TASK BRIEF
In the listing below, count the lines with "flower" and report only the figure.
******
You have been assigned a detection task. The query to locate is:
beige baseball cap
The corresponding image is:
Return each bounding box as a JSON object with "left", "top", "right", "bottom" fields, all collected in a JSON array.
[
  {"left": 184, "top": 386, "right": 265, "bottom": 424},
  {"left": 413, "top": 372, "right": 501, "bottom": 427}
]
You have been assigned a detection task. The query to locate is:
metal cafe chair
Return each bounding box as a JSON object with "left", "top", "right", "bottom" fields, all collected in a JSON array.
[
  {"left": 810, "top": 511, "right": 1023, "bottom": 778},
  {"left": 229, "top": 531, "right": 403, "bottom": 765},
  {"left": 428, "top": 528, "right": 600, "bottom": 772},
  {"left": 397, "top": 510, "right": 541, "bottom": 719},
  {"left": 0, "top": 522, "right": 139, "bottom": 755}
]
******
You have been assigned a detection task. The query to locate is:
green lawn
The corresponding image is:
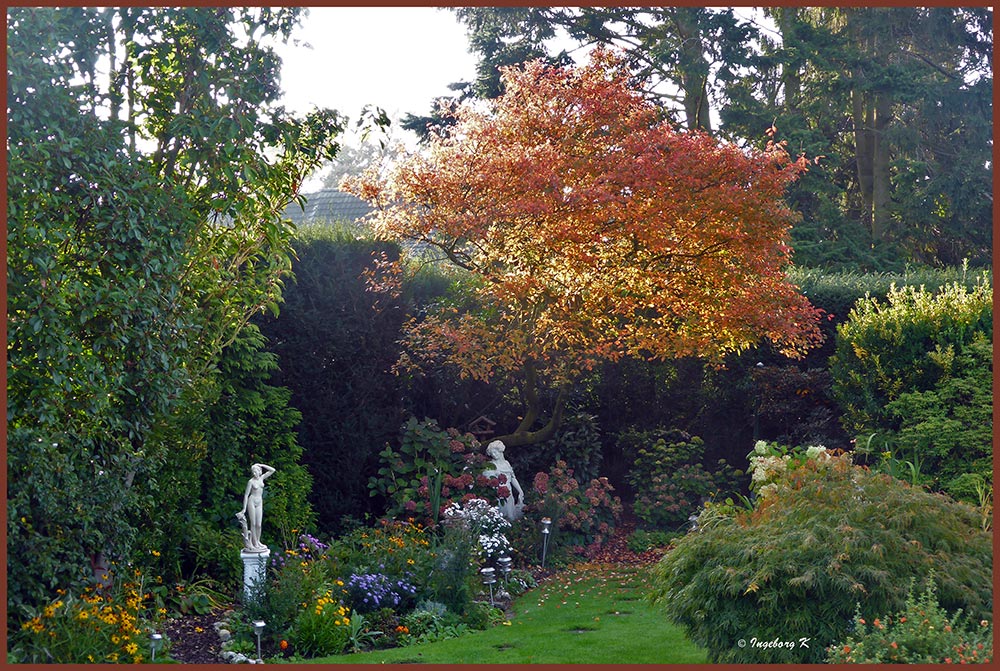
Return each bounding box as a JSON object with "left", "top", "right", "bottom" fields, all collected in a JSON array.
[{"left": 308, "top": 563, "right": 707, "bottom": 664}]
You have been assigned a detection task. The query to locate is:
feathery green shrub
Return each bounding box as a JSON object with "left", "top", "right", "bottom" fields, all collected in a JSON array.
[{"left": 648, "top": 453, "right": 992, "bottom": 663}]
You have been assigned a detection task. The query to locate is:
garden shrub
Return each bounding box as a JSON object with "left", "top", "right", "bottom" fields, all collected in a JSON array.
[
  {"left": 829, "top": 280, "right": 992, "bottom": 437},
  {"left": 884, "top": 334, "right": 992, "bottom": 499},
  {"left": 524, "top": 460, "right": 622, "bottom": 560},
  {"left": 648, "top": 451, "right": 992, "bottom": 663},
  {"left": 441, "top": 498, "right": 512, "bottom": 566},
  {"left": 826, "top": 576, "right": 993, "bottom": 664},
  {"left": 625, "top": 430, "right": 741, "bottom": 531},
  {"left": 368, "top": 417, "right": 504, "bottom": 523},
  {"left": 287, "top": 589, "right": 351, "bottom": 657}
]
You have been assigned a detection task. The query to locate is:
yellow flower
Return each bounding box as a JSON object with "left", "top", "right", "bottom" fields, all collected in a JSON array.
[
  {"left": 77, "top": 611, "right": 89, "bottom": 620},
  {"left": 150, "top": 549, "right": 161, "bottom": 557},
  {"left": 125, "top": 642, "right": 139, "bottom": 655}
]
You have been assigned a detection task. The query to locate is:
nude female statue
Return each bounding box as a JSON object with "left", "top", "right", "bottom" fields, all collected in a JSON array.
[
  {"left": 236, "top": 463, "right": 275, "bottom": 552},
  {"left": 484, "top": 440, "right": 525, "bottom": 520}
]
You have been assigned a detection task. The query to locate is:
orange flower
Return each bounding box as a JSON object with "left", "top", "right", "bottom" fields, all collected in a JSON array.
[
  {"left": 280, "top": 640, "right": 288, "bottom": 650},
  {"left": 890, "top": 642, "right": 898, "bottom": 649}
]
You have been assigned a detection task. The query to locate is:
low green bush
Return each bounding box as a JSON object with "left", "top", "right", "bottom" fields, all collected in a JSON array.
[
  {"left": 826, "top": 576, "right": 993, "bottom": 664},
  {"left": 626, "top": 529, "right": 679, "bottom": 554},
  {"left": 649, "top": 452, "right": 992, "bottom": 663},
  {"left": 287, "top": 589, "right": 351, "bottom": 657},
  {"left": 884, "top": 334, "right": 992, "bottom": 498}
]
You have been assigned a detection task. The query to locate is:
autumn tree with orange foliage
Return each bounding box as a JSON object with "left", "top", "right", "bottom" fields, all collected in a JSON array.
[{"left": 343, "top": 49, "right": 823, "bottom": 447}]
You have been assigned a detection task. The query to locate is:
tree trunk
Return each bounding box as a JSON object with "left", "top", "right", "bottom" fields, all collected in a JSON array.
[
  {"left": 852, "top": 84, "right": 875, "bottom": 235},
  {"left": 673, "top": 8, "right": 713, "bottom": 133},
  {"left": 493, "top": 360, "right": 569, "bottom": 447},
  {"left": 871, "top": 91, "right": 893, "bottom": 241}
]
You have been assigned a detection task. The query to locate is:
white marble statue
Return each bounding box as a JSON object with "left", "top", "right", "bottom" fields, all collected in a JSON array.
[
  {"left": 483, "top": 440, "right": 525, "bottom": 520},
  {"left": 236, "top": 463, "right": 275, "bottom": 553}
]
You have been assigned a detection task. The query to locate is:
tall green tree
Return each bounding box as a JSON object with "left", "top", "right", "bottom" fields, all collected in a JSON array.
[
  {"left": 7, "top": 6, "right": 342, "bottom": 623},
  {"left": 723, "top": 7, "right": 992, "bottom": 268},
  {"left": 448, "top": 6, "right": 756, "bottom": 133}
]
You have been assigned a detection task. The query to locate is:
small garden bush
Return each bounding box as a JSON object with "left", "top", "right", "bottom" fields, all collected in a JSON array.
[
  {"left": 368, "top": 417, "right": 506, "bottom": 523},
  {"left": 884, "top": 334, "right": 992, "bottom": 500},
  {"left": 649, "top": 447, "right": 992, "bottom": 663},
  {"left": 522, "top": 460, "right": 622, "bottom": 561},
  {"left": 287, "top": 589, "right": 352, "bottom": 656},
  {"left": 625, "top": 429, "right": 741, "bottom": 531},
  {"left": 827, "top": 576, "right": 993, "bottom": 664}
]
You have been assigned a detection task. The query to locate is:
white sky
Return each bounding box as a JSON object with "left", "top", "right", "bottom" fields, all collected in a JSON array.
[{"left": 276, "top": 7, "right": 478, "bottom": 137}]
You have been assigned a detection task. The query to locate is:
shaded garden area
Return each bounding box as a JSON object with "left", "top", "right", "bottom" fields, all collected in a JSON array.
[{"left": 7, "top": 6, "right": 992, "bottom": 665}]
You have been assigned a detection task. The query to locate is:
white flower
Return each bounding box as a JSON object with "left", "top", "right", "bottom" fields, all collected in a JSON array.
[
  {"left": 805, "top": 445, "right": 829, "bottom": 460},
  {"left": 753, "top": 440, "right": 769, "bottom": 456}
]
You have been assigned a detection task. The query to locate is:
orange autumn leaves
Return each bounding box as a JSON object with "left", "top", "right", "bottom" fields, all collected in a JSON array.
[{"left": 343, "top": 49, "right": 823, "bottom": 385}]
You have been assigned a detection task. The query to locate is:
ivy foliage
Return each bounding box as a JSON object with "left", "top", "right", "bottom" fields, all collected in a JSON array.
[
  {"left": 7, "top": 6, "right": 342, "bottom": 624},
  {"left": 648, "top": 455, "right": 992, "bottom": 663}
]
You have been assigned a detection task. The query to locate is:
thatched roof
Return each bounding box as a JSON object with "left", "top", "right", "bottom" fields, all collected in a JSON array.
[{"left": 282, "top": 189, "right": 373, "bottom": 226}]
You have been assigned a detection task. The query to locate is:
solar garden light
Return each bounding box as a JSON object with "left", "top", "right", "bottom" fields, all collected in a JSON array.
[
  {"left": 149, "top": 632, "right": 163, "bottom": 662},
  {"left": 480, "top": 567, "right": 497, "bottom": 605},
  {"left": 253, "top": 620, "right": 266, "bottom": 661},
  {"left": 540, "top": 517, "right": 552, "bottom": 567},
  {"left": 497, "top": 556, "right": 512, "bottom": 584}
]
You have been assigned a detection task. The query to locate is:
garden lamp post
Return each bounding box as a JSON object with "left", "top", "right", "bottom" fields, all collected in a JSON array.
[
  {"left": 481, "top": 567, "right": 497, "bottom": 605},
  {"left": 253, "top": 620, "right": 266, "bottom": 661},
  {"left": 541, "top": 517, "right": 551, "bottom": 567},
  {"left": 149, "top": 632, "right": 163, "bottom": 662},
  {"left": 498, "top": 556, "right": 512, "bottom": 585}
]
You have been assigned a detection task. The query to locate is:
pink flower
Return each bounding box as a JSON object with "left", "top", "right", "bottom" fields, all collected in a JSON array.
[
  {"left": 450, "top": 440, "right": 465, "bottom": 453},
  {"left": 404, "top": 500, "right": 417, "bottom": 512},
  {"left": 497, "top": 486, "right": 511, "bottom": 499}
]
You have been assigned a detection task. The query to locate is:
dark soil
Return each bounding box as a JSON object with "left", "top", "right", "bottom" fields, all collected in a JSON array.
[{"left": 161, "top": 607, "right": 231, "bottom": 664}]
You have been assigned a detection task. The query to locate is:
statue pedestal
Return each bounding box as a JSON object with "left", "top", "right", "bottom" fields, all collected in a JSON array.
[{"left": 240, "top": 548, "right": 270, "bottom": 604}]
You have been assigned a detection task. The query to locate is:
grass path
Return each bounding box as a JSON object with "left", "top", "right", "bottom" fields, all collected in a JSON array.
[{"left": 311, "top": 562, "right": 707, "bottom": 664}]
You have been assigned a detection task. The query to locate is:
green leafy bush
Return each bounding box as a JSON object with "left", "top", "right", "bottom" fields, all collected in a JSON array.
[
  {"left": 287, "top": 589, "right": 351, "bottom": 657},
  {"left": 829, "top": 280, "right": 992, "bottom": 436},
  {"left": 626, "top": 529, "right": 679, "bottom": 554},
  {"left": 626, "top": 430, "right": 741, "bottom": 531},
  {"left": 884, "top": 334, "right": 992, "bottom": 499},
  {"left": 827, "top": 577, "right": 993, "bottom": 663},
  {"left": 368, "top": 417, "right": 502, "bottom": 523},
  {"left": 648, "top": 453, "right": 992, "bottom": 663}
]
******
TASK OUTPUT
4